Editions Albin Michel
En librairie le 8 janvier
Je n’ai pas encore trouver de critique du dernier livre de Bernard Marris, professeur agrégé d’économie et, entre autre, chroniqueur à “Charlie Hebdo”. Gilles Dostaler , professeur d’économie canadien, co-signe le livre..
En attendant, une interview de Bernard Marris dans Libé du 03/01/09, à propos des actions d’autoréductions pratiquées par les précaires (pique-niquer dans un hyper, s’inviter au cinéma, occupations d’immeubles vides, etc : lire ici) .
«Un besoin de partage et de coopération»
Interview :Bernard Maris, professeur agrégé d’économie
Recueilli par CHRISTIAN LOSSON
Que disent les actions d’autoréductions sur la société et l’économie actuelle ?
Que dans une société de plus en plus atomisée et en partie désertée par le champ syndical, les plus précaires trinquent les premiers. Et qu’ils tentent de mener des actions légitimes de révolte même si elles sont à la limite de l’illégalité. Loin d’être anecdotique, ce type de mouvement, issu de la critique de la consommation et de la culture de solidarité de 1968, illustre le besoin d’aller vers plus de partage et de coopération.
On a plutôt le sentiment que c’est l’exception qui confirme la règle de l’individualisation…
Toute crise suscite deux mouvements antagonistes. Le désir de collectif, de gratuité, d’échange : une économie alternative. Ou le repli sur soi, identitaire, répressif : une économie de la seule compétitivité, basée sur ce que Sigmund Freud appelle le narcissisme des petites différences (que ce soit entre salariés, ou entre Etats, comme on le voit entre la France et l’Allemagne). Le contrat fordiste, basé sur la redistribution, a volé en éclats. La crise est un prétexte de plus pour licencier, assouplir le droit des affaires, donner encore plus de poids aux banquiers (qui cogèrent la société de refinancement mis en place par l’Etat), diminuer la transparence, rogner les crédits dévolus aux services publics.

• _Extrait des données_:
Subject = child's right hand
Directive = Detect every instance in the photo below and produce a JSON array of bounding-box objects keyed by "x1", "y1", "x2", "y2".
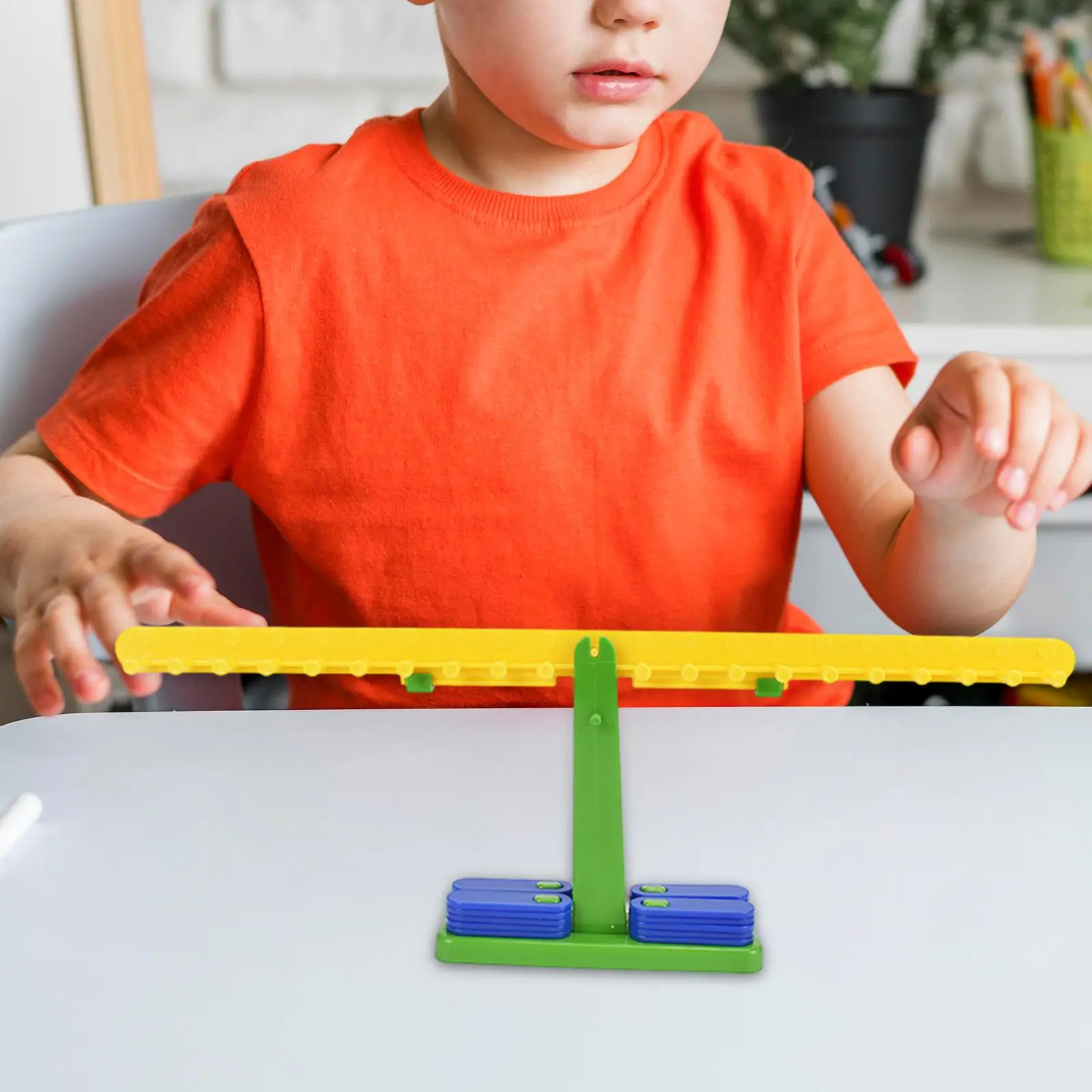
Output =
[{"x1": 13, "y1": 497, "x2": 265, "y2": 717}]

• _Problème à résoudre_: Poursuivez le texte sur les actions d'autoréduction, plus haut, à partir de sa dernière phrase.

• _Réponse attendue_:
Et la refondation du capitalisme annoncée à grands cris ?
Pour l’instant, c’est plutôt la consolidation d’un capital à sens unique, non ? Une manne qui va toujours en amont (les actionnaires), et jamais en aval (les salariés, les précaires). D’un côté, l’accumulation sans précédent d’argent dans le monde ; de l’autre, l’une des plus graves récessions historiques. D’un côté, l’injection de milliers de milliards de dollars pour sauver la finance ; de l’autre, le milliard de personnes qui souffre de la faim dans le monde. D’un côté, les parachutes dorés illustrant le règne de l’usure et de l’avarice ; de l’autre, les «réformes» qui sont autant de démantèlements des acquis sociaux. Il faut être aveugle ou machiavélique pour ne pas le voir…
L’autre économie, alternative et solidaire, est-elle un antidote à cette tendance ?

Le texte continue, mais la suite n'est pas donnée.